▶ What is being asked: Each record below is to be copied word for word, with pictures removed.

▶ Input:
[START]
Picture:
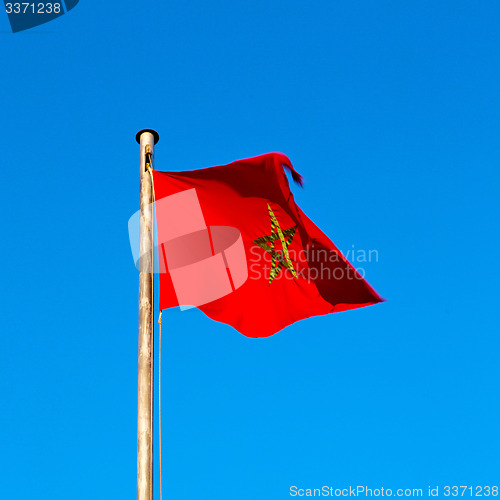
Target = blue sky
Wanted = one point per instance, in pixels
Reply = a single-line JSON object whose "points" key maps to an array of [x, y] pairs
{"points": [[389, 109]]}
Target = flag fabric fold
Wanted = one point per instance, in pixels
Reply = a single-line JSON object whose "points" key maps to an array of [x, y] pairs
{"points": [[233, 243]]}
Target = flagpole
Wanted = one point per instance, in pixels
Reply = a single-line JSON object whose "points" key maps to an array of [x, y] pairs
{"points": [[147, 139]]}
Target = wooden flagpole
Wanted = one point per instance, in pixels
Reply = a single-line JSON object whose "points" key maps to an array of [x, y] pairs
{"points": [[147, 139]]}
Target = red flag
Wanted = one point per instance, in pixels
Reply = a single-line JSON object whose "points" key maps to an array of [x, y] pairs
{"points": [[233, 243]]}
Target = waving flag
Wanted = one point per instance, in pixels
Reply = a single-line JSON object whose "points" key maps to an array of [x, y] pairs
{"points": [[233, 243]]}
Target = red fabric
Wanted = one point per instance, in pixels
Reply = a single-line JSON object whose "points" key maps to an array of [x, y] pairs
{"points": [[237, 195]]}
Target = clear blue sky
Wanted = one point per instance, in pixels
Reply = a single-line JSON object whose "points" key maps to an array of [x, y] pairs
{"points": [[391, 112]]}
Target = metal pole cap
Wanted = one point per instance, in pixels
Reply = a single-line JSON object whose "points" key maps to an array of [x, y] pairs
{"points": [[154, 133]]}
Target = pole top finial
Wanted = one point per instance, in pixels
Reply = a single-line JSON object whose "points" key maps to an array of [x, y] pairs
{"points": [[154, 133]]}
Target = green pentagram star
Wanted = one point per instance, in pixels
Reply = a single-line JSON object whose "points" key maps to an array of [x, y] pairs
{"points": [[267, 243]]}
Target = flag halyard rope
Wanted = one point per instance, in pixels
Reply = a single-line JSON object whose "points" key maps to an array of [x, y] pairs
{"points": [[150, 170]]}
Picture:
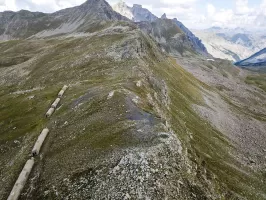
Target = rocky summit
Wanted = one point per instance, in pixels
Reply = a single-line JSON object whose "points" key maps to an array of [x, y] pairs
{"points": [[94, 105], [139, 14]]}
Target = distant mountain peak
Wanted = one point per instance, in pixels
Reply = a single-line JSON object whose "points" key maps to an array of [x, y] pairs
{"points": [[164, 16], [137, 6]]}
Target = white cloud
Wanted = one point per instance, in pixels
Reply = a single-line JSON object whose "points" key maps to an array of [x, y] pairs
{"points": [[242, 7], [211, 9]]}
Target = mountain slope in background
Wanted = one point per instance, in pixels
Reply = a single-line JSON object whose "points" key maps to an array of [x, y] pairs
{"points": [[232, 44], [256, 61], [139, 14], [135, 122], [83, 18]]}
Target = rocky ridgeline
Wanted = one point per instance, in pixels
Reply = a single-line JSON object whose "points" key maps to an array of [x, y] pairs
{"points": [[139, 14]]}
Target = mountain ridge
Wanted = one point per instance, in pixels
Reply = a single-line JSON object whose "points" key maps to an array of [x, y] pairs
{"points": [[140, 14], [24, 24]]}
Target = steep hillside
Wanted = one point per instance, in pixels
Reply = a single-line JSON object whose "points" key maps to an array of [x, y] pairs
{"points": [[135, 123], [258, 59], [234, 45], [139, 14], [83, 18]]}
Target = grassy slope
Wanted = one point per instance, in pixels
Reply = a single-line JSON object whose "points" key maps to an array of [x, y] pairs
{"points": [[208, 146], [257, 80], [85, 109]]}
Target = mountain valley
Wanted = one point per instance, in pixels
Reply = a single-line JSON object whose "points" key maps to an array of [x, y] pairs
{"points": [[149, 113]]}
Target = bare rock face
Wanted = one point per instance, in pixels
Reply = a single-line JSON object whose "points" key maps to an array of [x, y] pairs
{"points": [[24, 24]]}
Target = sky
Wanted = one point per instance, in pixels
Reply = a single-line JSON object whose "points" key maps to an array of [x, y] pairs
{"points": [[196, 14]]}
[END]
▶ Complete response:
Picture:
Target = blue sky
Wanted = one point per instance, in pixels
Reply = a single-line JSON object whose "points" key maps to an array of [x, y] pairs
{"points": [[389, 109]]}
Target = flag fabric fold
Wanted = one point per instance, in pixels
Reply = a single-line JSON object whose "points" key maps to an array of [x, y] pairs
{"points": [[233, 243]]}
Target = flagpole
Wanted = one point per instance, in pixels
Reply = a single-line JSON object whose "points" key maps to an array of [x, y] pairs
{"points": [[147, 139]]}
Target = wooden flagpole
Wanted = one point per instance, in pixels
Reply = a single-line JSON object whose "points" key maps to an array of [x, y] pairs
{"points": [[147, 139]]}
Target = red flag
Wanted = one point per instance, in pixels
Reply = a single-line JSON object whose "points" key maps to an array of [x, y] pairs
{"points": [[233, 243]]}
Target = waving flag
Wanted = one point per instance, in pixels
Reply = a single-line JSON object whose "points" key maps to an array of [x, y] pairs
{"points": [[233, 243]]}
Target = red fabric
Wanted = one point per instance, in pixels
Reply = a single-line JSON object whose "points" key maps to an array of [x, y] pairs
{"points": [[237, 195]]}
Target = clear blue sky
Wanted = one point per instance, in pixels
Reply = a single-line JSON object whose "points" key maps to an array of [x, y] pairs
{"points": [[391, 112]]}
Target = metal pole cap
Wanted = one point per instance, in pixels
Reply = a single-line JSON object whose "points" key maps to an array of [x, y] pairs
{"points": [[154, 133]]}
Target = pole top finial
Wanted = one point per instance, in pixels
Reply = a single-line JSON object whose "points" key maps to an array of [x, y] pairs
{"points": [[154, 133]]}
Target = green pentagram star
Wanted = one point per instance, in pixels
Reply = a single-line JSON object whose "points" key maps to an array of [x, y] pairs
{"points": [[267, 243]]}
Target = flag halyard rope
Wanted = one point per instance, in pixels
Reply = a single-line JSON object whose "points" key maps to an array of [x, y] pairs
{"points": [[150, 170]]}
Picture:
Target = rocky summit
Wanted = one point per instance, in pixels
Reply = a single-line JSON object whose "points" key maps to an array of [x, y] pairs
{"points": [[94, 105], [139, 14]]}
Target = distant mountain peak
Wanted = one point per instance, in pixels
Reply = a single-line JSON object whose "points" key maps to an array of [x, y] pairs
{"points": [[164, 16], [137, 6]]}
Target = white cloud
Wanted = one point per instance, in pixels
Reply = a single-line JSON object whose "points" key maps to an array of [x, y] pairs
{"points": [[242, 7], [211, 9]]}
Target = mountain slope in background
Wanted = one point per instance, in pixels
Reply = a single-line JSON object whose "points" key maps to an array of [x, y] pairs
{"points": [[232, 44], [256, 61], [139, 14], [135, 122], [83, 18]]}
Target = rocky ridgeline
Wanted = one point per instance, in pixels
Reply = a single-line JSON object whose "points" key maps to an array of [x, y] pairs
{"points": [[139, 14]]}
Target = mountain ridge
Wanted = one point per instance, in pixels
Reply = a single-line JSON object whose "points" key maps to an array of [x, y] pairs
{"points": [[140, 14], [24, 24]]}
Target = steep hillside
Wanted = one point per instance, in pixels
Reply = a single-line JSON object whose "points" key maps to an array of [x, y] pairs
{"points": [[135, 123], [258, 59], [234, 45], [139, 14], [83, 18]]}
Target = grassy slope
Wanted = one point per instance, in pixels
Reply = a single-line JSON object whose "points" key maps to an array of [x, y] pairs
{"points": [[208, 146], [257, 80], [85, 109]]}
Target = mountain valley
Wanted = one point per instance, in pixels
Reply = a single-line JSON object whose "points" key maps to an array of [x, y] pairs
{"points": [[149, 113]]}
Target = bare rock face
Wanted = one point per instance, in pixels
Reply = a single-line JSON object whose "points" key maps to an array of [x, y] pairs
{"points": [[24, 24]]}
Target = sky
Wanted = one point per instance, in pixels
Reply = a single-line JSON object whose "points" key maps to an array of [x, y] pairs
{"points": [[196, 14]]}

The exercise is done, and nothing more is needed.